■ Exercise description:
Copy out the records so that each line matches the original.

■ Saved entries:
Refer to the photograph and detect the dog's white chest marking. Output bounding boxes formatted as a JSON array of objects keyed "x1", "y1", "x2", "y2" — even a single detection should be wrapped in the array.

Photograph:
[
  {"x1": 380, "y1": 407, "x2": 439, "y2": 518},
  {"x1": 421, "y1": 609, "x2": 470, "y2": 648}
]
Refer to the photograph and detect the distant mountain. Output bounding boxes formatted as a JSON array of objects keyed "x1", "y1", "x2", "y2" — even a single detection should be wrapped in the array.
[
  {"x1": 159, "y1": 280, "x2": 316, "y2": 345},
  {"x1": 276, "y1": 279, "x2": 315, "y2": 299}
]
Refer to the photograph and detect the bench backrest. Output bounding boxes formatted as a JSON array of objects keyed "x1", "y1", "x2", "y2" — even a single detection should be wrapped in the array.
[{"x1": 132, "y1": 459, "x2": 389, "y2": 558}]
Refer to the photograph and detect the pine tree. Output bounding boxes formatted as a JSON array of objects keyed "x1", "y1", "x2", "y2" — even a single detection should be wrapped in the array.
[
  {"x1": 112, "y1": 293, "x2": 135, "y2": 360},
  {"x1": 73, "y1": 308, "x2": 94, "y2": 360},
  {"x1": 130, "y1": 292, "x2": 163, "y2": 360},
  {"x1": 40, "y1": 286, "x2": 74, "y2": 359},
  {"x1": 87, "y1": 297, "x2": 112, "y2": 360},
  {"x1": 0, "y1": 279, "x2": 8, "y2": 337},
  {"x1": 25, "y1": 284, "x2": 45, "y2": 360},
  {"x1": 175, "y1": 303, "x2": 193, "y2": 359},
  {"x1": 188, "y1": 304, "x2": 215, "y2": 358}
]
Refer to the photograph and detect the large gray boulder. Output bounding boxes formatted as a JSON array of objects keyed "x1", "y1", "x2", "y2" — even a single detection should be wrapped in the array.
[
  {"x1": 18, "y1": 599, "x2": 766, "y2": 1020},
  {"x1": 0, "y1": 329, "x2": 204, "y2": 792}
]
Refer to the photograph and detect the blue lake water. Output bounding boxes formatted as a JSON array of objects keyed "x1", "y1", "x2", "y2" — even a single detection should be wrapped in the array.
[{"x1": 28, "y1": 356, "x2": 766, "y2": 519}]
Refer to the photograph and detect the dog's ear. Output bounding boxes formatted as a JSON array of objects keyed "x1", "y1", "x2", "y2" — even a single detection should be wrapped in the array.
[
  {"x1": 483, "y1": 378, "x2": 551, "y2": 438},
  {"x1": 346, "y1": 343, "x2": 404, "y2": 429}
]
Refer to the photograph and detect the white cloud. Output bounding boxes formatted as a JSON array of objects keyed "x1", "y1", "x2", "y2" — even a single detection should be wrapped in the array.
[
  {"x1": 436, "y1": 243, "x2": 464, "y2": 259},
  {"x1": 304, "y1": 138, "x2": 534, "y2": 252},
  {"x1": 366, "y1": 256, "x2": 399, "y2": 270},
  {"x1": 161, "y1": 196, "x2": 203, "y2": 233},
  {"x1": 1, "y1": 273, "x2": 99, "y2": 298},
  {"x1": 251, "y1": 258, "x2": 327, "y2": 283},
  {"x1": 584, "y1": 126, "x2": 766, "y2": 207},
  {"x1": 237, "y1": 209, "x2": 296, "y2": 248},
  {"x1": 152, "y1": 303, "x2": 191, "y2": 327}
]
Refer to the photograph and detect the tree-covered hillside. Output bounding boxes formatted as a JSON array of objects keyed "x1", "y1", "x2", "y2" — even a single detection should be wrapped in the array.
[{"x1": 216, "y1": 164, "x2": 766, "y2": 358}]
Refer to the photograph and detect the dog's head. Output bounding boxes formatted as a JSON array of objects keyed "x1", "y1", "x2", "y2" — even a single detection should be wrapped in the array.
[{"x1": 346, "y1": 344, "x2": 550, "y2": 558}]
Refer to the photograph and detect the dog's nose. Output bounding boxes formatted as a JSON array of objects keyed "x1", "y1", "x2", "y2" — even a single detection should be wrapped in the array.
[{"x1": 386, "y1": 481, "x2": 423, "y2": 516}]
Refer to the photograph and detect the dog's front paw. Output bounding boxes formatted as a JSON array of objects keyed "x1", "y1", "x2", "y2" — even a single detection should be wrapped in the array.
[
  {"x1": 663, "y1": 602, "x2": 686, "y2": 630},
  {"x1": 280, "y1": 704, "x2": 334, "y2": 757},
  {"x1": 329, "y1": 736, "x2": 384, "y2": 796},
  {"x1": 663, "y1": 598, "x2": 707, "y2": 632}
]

■ Exercise output:
Refer to the photograph and detect the dog's white chest marking. Output bounding boxes formatted as a JSON array of objects keyed "x1", "y1", "x2", "y2" — even a single detection should be wrapped in the array.

Photograph:
[
  {"x1": 380, "y1": 407, "x2": 439, "y2": 518},
  {"x1": 421, "y1": 609, "x2": 470, "y2": 648}
]
Refer to the photograph and detect the distant mountain. Output bounding boxes formatted as a JSON array of objects keyed "x1", "y1", "x2", "y2" — even a single detection should be wrapped in the array.
[
  {"x1": 159, "y1": 280, "x2": 316, "y2": 345},
  {"x1": 276, "y1": 279, "x2": 315, "y2": 299}
]
Refer to the photograph and detect the bench backrest. Output bounding boxes formatted as a JSON array of objects keyed "x1", "y1", "x2", "y2" — even a single detection should be wrapped in the array.
[{"x1": 132, "y1": 459, "x2": 389, "y2": 558}]
Refer to the photograph and detect the pine tree. Output bounding boxes formatted as a JSON array of objects keyed "x1", "y1", "x2", "y2" — even a single detection should be wrapped in the array.
[
  {"x1": 112, "y1": 293, "x2": 135, "y2": 360},
  {"x1": 73, "y1": 308, "x2": 94, "y2": 360},
  {"x1": 130, "y1": 292, "x2": 163, "y2": 360},
  {"x1": 40, "y1": 286, "x2": 74, "y2": 359},
  {"x1": 87, "y1": 297, "x2": 112, "y2": 360},
  {"x1": 0, "y1": 279, "x2": 8, "y2": 337},
  {"x1": 25, "y1": 284, "x2": 45, "y2": 360},
  {"x1": 175, "y1": 303, "x2": 193, "y2": 359},
  {"x1": 188, "y1": 304, "x2": 215, "y2": 358}
]
Refer to the photograph and detect the large gray boulder. Output bounding boxes formatted as a JSON array of objects keyed "x1", "y1", "x2", "y2" — even a single detection should be wrapped in the array.
[
  {"x1": 18, "y1": 599, "x2": 766, "y2": 1020},
  {"x1": 0, "y1": 329, "x2": 204, "y2": 792}
]
Refer to the photograph and detect the blue lake water. Output bounding boxes formatted as a JSON array of objects keyed "x1", "y1", "x2", "y2" — even a single detection should be wrapped in the array.
[{"x1": 28, "y1": 356, "x2": 766, "y2": 519}]
Refer to the photograph and detect the dog's ear. Output bounding boxes formatted as a JSON array of objects keyed "x1", "y1", "x2", "y2" — even a single detection should be wrapped in the array.
[
  {"x1": 483, "y1": 378, "x2": 551, "y2": 438},
  {"x1": 346, "y1": 343, "x2": 404, "y2": 429}
]
Refer to the photograph and detect the white cloud. Output bounding boxes formatted as a JSON array of objects keyed "x1", "y1", "x2", "y2" — even a single detection should be wrapped in the array.
[
  {"x1": 436, "y1": 243, "x2": 464, "y2": 259},
  {"x1": 304, "y1": 138, "x2": 534, "y2": 252},
  {"x1": 366, "y1": 256, "x2": 399, "y2": 270},
  {"x1": 161, "y1": 196, "x2": 203, "y2": 233},
  {"x1": 1, "y1": 273, "x2": 99, "y2": 298},
  {"x1": 251, "y1": 258, "x2": 327, "y2": 283},
  {"x1": 584, "y1": 126, "x2": 766, "y2": 207},
  {"x1": 237, "y1": 209, "x2": 296, "y2": 248},
  {"x1": 152, "y1": 303, "x2": 191, "y2": 327}
]
Refer to the photograph and detect the tree-covered hillside. Output bounding boxes formatted as a JSON array of objects keyed "x1", "y1", "x2", "y2" — even a single detection should be wrapped in the array.
[{"x1": 216, "y1": 164, "x2": 766, "y2": 358}]
Refer to the photograph and detect the dog's head. Output bounding boxes formatted as a JSON array of objects keyed "x1", "y1", "x2", "y2" — even a single detection should be wrapped in the array.
[{"x1": 346, "y1": 344, "x2": 550, "y2": 558}]
Refer to the photograph and detect the dog's nose. Output bounding boxes formatted as a JSON array of objects keyed "x1", "y1", "x2", "y2" — even a single detection should be wrapped in the array.
[{"x1": 386, "y1": 481, "x2": 423, "y2": 516}]
Refer to the photograph and detect the dog's front paw. Output bounding boxes formatted as a JSON array of objects keyed "x1", "y1", "x2", "y2" — even a single detection should be wrapped in the array.
[
  {"x1": 663, "y1": 602, "x2": 686, "y2": 630},
  {"x1": 280, "y1": 704, "x2": 334, "y2": 757},
  {"x1": 329, "y1": 736, "x2": 384, "y2": 796},
  {"x1": 663, "y1": 598, "x2": 707, "y2": 632}
]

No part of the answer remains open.